- AIM OF THE EXERCISE: Continue the article on SNAC's AI tools for brain scan analysis, starting after its last sentence.

- EXCERPT PROVIDED:
Artificial Intelligence
Sydney Neuroimaging Analysis Centre (SNAC), an Australian company co-located with the University of Sydney’s Brain and Mind Centre, is building AI tools to automate laborious analysis tasks in their research workflow, such as isolating brain images from head scans and segmenting brain lesions.
Additional algorithms are in development and being validated for clinical use. One compares how a patient’s brain volume and lesions change over time. Another flags critical brain scans, so radiologists can more quickly attend to urgent cases. The researchers develop their algorithms using the NVIDIA Clara suite of medical imaging tools, as well as cuDNN libraries and TensorRT inference software.
WHAT’S THE IMPACT
SNAC analyses patient MRI and CT scans acquired at clinical sites around the world. With a training dataset of more than 15,000 three-dimensional CT and MRI images, SNAC is building its deep learning algorithms using the PyTorch and TensorFlow frameworks.
One of the centre’s AI models automates the time-consuming task of cleaning up MRI images to isolate the brain from other parts of the head, such as the venous sinuses and fluid-filled compartments around the brain. Using the NVIDIA DGX-1 system for inference, SNAC can speed up this process by at least 10x. Using semi-automatic methods, the process would take SNAC’s analysts 20-30 minutes but now it can be reduced to two or three minutes of pure machine time, while performing better and more consistently than a human.
Another tool tackles brain lesion analysis for multiple sclerosis cases. In research and clinical trials, image analysts typically segment brain lesions and determine their volume by manually examining scans — a process that takes up to 15 minutes. AI can shrink the time needed to determine lesion volume to just three seconds. That makes it possible for these metrics to be used in clinical practice as well, where due to time constraints, radiologists often simply eyeball scans to estimate lesion volumes.
COLLABORATIONS AND FUTURE PLANS
The centre collaborates with I-MED, one of the largest imaging providers in the world, as well as the computational neuroscience team at the University of Sydney’s Brain and Mind Centre. The group also works closely with radiologists at major Australian hospitals to validate its algorithms.

- DATA UNDER STUDY:

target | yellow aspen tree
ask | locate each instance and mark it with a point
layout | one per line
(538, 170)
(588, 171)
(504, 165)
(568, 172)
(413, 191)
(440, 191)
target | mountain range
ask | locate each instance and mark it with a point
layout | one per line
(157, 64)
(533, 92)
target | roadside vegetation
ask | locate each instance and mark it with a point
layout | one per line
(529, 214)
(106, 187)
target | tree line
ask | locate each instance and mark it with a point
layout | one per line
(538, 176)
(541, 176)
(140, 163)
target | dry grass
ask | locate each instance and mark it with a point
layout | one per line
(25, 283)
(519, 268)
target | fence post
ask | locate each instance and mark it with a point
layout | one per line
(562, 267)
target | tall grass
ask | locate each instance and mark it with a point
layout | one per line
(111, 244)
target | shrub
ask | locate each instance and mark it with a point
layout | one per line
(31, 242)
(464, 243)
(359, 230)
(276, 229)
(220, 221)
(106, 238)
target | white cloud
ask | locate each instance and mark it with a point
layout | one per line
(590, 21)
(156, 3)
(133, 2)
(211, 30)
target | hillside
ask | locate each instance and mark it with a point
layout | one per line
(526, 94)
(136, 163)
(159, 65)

- EXERCISE RESPONSE:
SNAC plans to integrate its analysis tools with systems already used by clinicians, so that once a scan is taken, it is automatically routed to a server and processed. The AI-evaluated scan is then passed on to radiologists’ viewers — giving them the analysis results without altering their workflow.
THE LARGER TREND
Also located in Sydney, Macquarie University and Macquarie Medical Imaging has recently partnered with GE Healthcare and Fujitsu Australia to research the ways artificial intelligence can help diagnose and monitor brain aneurysms on scans faster and more efficiently. The university will provide clinical expertise for the development and testing of the technology, which is provided by GE Healthcare, while Fujitsu will lead the initiative.
Singapore’s National Neuroscience Institute (NNI) is working with local medtech company specialising in AI and surgical robotics, Iota MedTech to develop a system to sort brain scans of head injury patients in order of urgency, Healthcare IT News reported in May this year. The development of the priority sorting system will help ensure that patients requiring immediate medical attention receive the care they need.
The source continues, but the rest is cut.